(TASK TO COMPLETE): Copy each line in the data that includes the word "bridge".

(GIVEN RECORDS):
+---+

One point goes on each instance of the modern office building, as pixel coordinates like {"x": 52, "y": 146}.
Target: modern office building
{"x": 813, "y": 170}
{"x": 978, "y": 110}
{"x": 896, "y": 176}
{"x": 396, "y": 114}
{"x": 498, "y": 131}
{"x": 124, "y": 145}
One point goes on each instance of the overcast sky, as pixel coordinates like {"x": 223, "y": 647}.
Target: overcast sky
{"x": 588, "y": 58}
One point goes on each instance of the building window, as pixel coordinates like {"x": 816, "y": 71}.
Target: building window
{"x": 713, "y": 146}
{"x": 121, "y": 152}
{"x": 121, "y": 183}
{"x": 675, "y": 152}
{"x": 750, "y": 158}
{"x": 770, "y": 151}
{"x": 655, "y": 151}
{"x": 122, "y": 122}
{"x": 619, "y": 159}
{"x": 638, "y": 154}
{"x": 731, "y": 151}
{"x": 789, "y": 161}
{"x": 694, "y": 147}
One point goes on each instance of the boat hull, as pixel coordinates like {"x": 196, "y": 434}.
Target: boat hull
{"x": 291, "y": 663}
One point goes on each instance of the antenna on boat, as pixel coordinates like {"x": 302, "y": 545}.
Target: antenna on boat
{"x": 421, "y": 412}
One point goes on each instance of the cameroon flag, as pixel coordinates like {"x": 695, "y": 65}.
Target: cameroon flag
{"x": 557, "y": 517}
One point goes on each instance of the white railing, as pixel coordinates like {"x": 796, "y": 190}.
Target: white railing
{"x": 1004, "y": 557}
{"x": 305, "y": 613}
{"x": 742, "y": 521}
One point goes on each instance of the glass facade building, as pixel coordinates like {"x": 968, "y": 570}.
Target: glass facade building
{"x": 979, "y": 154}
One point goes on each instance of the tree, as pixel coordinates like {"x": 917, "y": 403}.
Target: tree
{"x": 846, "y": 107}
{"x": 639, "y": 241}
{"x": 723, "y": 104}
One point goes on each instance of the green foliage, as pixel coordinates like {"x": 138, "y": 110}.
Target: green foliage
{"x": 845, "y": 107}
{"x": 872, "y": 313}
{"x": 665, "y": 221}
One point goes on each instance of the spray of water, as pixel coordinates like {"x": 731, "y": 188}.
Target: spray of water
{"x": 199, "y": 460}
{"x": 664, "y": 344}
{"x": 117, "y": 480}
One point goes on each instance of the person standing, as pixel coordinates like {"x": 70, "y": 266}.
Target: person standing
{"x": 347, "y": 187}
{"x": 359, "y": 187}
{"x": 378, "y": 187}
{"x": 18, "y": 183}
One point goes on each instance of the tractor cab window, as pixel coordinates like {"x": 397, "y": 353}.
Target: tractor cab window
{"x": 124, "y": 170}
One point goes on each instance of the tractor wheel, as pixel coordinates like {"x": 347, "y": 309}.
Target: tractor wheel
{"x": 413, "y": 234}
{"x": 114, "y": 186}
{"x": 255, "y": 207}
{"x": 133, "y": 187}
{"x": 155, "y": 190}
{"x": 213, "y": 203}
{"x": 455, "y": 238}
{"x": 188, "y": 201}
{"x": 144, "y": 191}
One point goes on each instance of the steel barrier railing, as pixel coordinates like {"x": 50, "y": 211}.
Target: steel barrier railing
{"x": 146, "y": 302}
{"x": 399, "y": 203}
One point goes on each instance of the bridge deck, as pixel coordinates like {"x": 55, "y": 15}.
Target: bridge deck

+---+

(WRITTEN RESPONSE):
One point goes on each instance of the bridge deck, as pixel coordinates like {"x": 55, "y": 15}.
Target: bridge deck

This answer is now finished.